● **Task to complete**:
Pick out each line of the material below that contains the string "boot", and copy those lines.

— start Recorded information —

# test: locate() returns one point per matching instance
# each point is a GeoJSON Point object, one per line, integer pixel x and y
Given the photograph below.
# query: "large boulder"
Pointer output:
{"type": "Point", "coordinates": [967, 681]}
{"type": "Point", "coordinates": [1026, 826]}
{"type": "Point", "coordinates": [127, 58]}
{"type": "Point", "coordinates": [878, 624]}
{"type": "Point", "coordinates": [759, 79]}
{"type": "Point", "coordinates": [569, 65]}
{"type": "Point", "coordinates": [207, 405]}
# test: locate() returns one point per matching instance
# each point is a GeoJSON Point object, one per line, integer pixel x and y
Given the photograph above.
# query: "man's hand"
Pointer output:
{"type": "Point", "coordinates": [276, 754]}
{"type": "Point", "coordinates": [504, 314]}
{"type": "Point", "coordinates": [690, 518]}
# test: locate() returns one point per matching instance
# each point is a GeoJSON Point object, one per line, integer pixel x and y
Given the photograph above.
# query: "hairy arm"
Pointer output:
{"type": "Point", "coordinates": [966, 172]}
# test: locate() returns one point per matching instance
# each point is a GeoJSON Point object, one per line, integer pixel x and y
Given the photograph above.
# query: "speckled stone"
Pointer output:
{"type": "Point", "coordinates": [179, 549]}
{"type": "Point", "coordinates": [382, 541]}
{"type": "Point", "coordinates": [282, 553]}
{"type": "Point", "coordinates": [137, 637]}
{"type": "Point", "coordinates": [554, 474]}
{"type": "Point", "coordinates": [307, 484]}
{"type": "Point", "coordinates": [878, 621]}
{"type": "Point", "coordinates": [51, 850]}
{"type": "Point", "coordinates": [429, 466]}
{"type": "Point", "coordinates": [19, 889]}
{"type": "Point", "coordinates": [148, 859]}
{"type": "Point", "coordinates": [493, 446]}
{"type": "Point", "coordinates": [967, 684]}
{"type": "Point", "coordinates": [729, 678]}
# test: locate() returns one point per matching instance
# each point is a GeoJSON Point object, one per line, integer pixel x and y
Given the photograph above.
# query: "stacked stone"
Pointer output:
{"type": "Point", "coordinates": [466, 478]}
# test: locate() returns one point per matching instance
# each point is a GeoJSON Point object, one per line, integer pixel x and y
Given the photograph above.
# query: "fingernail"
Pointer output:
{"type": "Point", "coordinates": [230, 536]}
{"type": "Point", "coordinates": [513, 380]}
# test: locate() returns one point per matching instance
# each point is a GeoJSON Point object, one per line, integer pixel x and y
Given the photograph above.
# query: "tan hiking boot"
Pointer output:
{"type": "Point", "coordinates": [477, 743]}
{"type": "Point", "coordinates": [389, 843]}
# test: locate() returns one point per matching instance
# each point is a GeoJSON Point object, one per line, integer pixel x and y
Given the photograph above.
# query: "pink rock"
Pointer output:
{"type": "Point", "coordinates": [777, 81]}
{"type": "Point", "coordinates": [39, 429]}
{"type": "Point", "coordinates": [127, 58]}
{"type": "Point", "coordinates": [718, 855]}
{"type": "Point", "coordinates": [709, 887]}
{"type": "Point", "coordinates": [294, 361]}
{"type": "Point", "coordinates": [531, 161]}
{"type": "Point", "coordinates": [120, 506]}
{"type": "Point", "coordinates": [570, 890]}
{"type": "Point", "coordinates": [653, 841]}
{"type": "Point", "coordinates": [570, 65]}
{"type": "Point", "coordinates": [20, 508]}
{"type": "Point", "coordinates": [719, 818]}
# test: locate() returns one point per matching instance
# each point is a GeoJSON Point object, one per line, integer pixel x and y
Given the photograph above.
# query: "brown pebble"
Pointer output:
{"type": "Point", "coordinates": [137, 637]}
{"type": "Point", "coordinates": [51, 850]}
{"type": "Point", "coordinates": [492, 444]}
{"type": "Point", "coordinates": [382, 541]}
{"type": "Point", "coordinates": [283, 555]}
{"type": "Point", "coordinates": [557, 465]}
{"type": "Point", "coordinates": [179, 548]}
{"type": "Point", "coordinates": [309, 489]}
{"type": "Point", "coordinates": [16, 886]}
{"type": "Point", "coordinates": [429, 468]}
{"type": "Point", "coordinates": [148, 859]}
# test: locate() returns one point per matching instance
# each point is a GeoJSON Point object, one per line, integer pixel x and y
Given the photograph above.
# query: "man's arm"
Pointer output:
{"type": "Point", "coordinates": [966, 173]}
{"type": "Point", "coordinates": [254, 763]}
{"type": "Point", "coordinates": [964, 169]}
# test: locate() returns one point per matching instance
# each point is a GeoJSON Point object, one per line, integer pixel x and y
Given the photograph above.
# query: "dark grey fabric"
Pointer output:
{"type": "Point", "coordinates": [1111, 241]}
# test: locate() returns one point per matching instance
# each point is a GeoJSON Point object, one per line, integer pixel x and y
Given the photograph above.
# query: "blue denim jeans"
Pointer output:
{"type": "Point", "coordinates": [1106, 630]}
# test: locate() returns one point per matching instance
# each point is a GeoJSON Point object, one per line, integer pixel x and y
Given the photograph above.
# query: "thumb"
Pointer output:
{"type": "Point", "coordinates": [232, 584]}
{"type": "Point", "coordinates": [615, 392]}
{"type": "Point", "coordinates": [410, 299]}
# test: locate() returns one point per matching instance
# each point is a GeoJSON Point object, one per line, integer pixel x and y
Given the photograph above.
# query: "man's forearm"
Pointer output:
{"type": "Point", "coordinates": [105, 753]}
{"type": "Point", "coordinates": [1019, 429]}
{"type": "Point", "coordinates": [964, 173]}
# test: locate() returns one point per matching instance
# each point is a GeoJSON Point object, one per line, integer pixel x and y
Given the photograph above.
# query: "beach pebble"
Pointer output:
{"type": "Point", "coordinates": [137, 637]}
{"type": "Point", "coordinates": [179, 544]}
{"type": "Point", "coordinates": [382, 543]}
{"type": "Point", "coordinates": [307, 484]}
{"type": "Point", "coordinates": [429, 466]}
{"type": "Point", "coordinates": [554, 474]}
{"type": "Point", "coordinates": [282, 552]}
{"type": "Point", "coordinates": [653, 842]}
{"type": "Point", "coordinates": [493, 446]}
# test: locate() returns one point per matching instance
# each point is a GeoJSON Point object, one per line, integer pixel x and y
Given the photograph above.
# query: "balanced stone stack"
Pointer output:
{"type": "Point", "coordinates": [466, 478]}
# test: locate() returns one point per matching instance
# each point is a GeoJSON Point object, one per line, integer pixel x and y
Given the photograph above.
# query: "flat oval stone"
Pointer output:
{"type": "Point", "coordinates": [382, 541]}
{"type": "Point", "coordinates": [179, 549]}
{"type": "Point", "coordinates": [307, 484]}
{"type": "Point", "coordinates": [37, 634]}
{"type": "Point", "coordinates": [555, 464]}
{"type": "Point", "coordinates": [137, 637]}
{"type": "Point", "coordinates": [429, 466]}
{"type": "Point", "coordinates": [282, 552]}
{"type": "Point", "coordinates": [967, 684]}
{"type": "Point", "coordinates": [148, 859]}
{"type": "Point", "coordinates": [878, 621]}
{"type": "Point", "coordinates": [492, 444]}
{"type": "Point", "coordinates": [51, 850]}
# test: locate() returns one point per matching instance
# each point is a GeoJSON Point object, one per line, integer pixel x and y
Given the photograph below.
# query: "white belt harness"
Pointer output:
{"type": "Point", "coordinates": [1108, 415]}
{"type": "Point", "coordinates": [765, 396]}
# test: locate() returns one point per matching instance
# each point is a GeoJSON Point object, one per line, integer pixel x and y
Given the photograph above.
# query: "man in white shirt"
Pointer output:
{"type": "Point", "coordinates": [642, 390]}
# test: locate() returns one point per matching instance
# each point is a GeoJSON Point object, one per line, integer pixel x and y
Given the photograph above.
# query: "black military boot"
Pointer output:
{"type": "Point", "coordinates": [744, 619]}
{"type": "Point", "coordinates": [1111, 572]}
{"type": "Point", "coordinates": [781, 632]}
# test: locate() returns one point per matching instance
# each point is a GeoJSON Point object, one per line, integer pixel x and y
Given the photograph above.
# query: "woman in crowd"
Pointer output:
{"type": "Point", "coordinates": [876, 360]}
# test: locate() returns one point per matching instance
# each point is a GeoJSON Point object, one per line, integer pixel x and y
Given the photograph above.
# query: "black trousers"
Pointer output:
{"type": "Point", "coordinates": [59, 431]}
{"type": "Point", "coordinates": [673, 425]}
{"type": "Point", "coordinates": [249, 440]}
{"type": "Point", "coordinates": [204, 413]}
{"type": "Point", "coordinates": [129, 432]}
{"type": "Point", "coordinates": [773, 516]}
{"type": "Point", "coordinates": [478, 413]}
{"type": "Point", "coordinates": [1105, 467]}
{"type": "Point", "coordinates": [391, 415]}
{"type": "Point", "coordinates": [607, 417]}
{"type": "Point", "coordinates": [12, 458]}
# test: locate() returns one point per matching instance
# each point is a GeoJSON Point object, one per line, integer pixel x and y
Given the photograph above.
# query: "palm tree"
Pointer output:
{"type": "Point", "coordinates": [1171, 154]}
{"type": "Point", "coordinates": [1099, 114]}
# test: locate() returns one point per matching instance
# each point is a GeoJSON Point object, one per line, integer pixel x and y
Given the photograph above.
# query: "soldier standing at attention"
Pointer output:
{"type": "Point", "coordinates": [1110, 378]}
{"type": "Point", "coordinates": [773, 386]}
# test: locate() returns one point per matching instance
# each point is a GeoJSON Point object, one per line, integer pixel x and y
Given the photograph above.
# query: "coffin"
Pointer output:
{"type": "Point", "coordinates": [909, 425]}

— end Recorded information —

● **Solution to this exercise**:
# query: "tan hiking boot"
# query: "black military boot"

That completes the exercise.